(Pointing dataset excerpts)

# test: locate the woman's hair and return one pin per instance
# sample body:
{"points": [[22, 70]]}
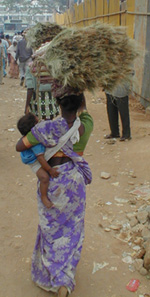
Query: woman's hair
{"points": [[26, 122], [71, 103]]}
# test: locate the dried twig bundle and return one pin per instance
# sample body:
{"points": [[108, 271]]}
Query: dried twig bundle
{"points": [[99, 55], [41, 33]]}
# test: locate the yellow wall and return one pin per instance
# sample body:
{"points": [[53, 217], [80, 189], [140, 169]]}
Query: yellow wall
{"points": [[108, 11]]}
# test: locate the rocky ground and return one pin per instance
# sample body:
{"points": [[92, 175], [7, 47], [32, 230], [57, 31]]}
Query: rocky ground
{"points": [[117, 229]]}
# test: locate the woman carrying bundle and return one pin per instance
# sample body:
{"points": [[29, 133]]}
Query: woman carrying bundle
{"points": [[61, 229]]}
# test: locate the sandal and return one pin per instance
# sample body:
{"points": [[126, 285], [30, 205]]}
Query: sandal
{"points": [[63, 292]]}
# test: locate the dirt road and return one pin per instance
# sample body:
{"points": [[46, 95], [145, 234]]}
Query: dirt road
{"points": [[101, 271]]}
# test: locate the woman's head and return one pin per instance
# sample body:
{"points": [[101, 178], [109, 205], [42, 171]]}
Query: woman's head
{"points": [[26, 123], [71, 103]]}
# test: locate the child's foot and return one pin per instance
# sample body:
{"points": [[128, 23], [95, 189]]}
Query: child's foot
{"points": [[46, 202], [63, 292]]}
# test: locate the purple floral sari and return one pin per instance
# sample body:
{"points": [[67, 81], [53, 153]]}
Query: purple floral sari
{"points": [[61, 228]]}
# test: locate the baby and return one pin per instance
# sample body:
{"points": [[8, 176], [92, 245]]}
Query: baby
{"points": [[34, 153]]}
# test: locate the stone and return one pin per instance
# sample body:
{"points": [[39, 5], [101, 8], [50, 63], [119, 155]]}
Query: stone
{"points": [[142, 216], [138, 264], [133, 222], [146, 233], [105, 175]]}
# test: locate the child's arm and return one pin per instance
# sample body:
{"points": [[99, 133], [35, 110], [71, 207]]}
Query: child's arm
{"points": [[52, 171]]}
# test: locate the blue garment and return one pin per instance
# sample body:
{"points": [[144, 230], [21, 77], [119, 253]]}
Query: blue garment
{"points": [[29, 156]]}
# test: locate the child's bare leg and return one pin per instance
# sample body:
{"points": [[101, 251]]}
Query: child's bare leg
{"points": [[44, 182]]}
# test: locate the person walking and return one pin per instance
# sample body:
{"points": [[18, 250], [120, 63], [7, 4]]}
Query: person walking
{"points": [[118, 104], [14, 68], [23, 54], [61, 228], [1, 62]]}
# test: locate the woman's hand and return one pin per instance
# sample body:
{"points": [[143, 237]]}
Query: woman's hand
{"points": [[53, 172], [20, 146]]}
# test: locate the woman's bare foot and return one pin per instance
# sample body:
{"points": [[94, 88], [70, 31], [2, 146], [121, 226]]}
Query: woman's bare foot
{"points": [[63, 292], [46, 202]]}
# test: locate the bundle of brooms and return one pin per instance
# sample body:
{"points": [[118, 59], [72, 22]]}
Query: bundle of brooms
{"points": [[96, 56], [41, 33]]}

TASK TO COMPLETE - Every line of text is to be repeated exactly; pictures are left out.

SOLUTION FOR THIS EXERCISE -
# test: locate the woman's hair and return one pin per instance
# sample body:
{"points": [[22, 70]]}
Query: woman's hair
{"points": [[26, 122], [71, 103]]}
# test: locate the dried twig bundle and return one pin per instance
# sample body:
{"points": [[108, 271]]}
Query: dried twig bundle
{"points": [[99, 55], [41, 33]]}
# test: locate the yellow wall and return one pin per instance
# sample body:
{"points": [[53, 217], [80, 189], [140, 169]]}
Query: yellow wall
{"points": [[108, 11]]}
# test: locate the rocky ground and return one pin per instance
# sample body:
{"points": [[92, 175], [7, 47], [32, 230], [57, 31]]}
Query: rocky ground
{"points": [[117, 229]]}
# test: locate the woman carrying bundle and return one pin per instance
# sample body:
{"points": [[29, 133]]}
Query: woman carrying bundle
{"points": [[61, 229]]}
# test: locate the sandal and return one pin per instance
# sample body:
{"points": [[126, 285], [30, 205]]}
Query: sandal
{"points": [[63, 292]]}
# test: locate the dirt road and return one pin per instance
# sample body:
{"points": [[46, 95], [145, 234]]}
Query: dirt road
{"points": [[101, 271]]}
# test: locate the woman's head and return one pin per instance
# sample body:
{"points": [[101, 178], [109, 205], [42, 171]]}
Query: woman's head
{"points": [[26, 123], [71, 103]]}
# test: locate the child's foot and return one pin per instance
# sample body:
{"points": [[128, 23], [95, 189]]}
Query: child's foot
{"points": [[46, 202], [63, 292]]}
# test: locate the purple floral sari and return one pin per instance
# sample body:
{"points": [[67, 81], [53, 153]]}
Query: purple floral sari
{"points": [[61, 228]]}
# test: locate the baby and return one pin per instance
# sample body:
{"points": [[8, 176], [92, 245]]}
Query: baby
{"points": [[34, 153]]}
# test: locate the stone and return one pin per instance
# sample body:
{"points": [[39, 5], [101, 8], [50, 63], [119, 155]]}
Query: stone
{"points": [[142, 216], [138, 264], [133, 222], [146, 233], [105, 175]]}
# test: locate the child's arm and return one pin per instance
# sample body:
{"points": [[99, 133], [35, 110], [71, 207]]}
Query: child's arm
{"points": [[52, 171]]}
# test: locate the blue garment and return one pin per instance
# sample body:
{"points": [[144, 230], [21, 77], [119, 253]]}
Query: blue garment
{"points": [[29, 156]]}
# test: locate the child's bare leg and return one pin per instance
# sample body:
{"points": [[101, 251]]}
Query: child's bare leg
{"points": [[44, 182]]}
# test: locate the person walking and return one pin per instance
# sample body:
{"points": [[18, 250], [120, 63], [7, 4]]}
Query: person walking
{"points": [[118, 104], [14, 68], [23, 54], [61, 228], [1, 62]]}
# test: locate the woman's hand and return one pin per instance
# sample body:
{"points": [[143, 237]]}
Query: woman's hand
{"points": [[53, 172], [20, 146]]}
# test: locate the woman's bare foot and return one pin per instance
# sample body:
{"points": [[94, 88], [70, 31], [2, 146], [121, 226]]}
Query: woman's bare foot
{"points": [[63, 292], [46, 202]]}
# test: locate the bundle of brooms and return one pin per instance
# sample body:
{"points": [[118, 59], [72, 22]]}
Query: bundle of brooms
{"points": [[96, 56], [41, 33]]}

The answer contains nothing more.